Task item:
Print every record exactly, with nothing added or left out.

(Stored dataset items)
* * *

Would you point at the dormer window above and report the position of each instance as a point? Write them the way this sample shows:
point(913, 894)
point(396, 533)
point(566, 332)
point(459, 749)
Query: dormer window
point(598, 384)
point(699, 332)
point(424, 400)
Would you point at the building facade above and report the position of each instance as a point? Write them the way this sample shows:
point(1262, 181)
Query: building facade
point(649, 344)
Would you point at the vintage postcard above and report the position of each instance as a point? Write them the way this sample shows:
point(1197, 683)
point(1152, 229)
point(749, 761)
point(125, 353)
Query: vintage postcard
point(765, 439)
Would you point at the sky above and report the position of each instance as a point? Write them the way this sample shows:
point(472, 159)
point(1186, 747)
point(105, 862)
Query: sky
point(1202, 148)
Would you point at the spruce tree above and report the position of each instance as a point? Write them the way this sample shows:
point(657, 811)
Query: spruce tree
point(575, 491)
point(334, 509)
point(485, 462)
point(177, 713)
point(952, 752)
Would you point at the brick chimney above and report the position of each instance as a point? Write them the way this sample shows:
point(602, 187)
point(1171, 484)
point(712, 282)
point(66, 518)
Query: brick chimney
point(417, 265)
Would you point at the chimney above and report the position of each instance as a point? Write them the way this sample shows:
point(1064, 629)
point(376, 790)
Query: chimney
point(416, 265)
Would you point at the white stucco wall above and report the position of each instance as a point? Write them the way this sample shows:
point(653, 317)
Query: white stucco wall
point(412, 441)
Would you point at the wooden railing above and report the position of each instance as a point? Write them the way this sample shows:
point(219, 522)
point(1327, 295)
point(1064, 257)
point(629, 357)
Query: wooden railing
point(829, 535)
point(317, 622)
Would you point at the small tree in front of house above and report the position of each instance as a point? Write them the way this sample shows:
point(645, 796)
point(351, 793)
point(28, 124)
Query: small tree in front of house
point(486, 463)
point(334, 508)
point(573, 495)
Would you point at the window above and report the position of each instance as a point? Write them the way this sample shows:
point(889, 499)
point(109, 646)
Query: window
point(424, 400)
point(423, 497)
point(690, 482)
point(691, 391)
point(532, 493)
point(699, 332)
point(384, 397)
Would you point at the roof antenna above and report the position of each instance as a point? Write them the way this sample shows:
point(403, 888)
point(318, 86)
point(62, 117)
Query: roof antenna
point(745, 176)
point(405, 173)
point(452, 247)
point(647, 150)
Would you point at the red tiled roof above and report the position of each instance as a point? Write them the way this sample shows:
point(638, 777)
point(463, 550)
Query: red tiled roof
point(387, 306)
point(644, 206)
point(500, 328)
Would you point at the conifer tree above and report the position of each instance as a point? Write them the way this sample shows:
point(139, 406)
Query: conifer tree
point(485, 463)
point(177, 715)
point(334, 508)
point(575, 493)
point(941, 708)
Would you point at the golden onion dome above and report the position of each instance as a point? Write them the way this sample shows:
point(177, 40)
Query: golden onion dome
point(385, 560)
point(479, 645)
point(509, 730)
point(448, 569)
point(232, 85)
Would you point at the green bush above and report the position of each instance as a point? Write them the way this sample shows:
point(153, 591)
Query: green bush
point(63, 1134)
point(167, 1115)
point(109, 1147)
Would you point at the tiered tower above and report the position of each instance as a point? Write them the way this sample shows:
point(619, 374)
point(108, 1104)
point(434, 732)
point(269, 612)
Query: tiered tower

* * *

Finished exercise:
Would you point at the dormer window above and report the position of each instance as a point? Write them the way this sample shows:
point(913, 894)
point(396, 533)
point(566, 332)
point(459, 749)
Query: dormer window
point(598, 384)
point(699, 332)
point(424, 400)
Would you point at the building facade above and report the position of each instance as a point? Write them the way this sample shows:
point(1262, 181)
Query: building facade
point(649, 344)
Would you point at the vintage postcard above and report the position of each instance as a point? Write them the way this sample shows:
point(1197, 683)
point(1152, 229)
point(749, 761)
point(125, 353)
Query: vintage postcard
point(765, 439)
Would you point at the sky above and report the position of each instance as a point? Write them the way this sample shows:
point(472, 159)
point(1186, 747)
point(105, 862)
Query: sky
point(1202, 148)
Would you point at the spruce tree above and report the position of each instance as a point? Write them the way this sample shows:
point(657, 811)
Query: spruce tree
point(575, 491)
point(334, 509)
point(485, 462)
point(177, 713)
point(952, 752)
Would you point at the brick chimney above and report the position of each instance as a point? Write them the way this sample shows:
point(602, 187)
point(1171, 484)
point(712, 282)
point(66, 518)
Query: brick chimney
point(417, 265)
Would you point at the chimney above and report the position of each instance as a point? Write them the way this sample shows:
point(1064, 629)
point(376, 790)
Query: chimney
point(416, 265)
Would you point at the white stucco wall above and report the position of each instance as a point? Write them the way this sample shows:
point(653, 317)
Query: white stucco wall
point(412, 441)
Would you point at the wooden railing above and report the position of each instance as a point? Write them the way this sample shows:
point(219, 522)
point(1327, 295)
point(1064, 257)
point(629, 357)
Query: wooden railing
point(829, 535)
point(317, 622)
Would you point at the small tree in front of house above and report the position of each instance as a point? Write them the way this sample shows:
point(645, 796)
point(351, 793)
point(28, 124)
Query: small tree in front of house
point(486, 463)
point(334, 508)
point(573, 495)
Would you point at the window above and report the position of each instance as a point? Write them the way this sample shows:
point(889, 499)
point(109, 646)
Query: window
point(424, 400)
point(423, 497)
point(690, 482)
point(691, 391)
point(532, 493)
point(699, 332)
point(384, 397)
Would you point at the roof antenna above and report the position of each instance as a point? Write them the way this sample shows:
point(403, 888)
point(318, 86)
point(62, 117)
Query: roof antenna
point(745, 176)
point(405, 173)
point(452, 247)
point(647, 150)
Would you point at the red tiled roof above and report the position of each instance as a point? Write them the way this sample shows:
point(638, 777)
point(463, 550)
Query: red tiled roof
point(387, 306)
point(644, 206)
point(500, 328)
Would you point at the conifer tree above and report the position of each instance as a point? Write them the way this sample shows:
point(139, 406)
Query: conifer tree
point(485, 463)
point(177, 715)
point(334, 508)
point(575, 493)
point(941, 708)
Would you point at the golden onion dome above and report the position of each instance as a point? Write them the way this sample shows:
point(177, 40)
Query: golden onion dome
point(385, 560)
point(479, 645)
point(509, 730)
point(448, 569)
point(232, 85)
Would you point at the green bush above and report the position of each instance as a point? Write them the way this sample shows:
point(153, 591)
Query: green bush
point(63, 1134)
point(167, 1115)
point(109, 1147)
Would you point at the tiered tower above and report the position of each instance as a point? Write them the way this sample shows:
point(619, 374)
point(108, 1104)
point(434, 732)
point(269, 612)
Query: tiered tower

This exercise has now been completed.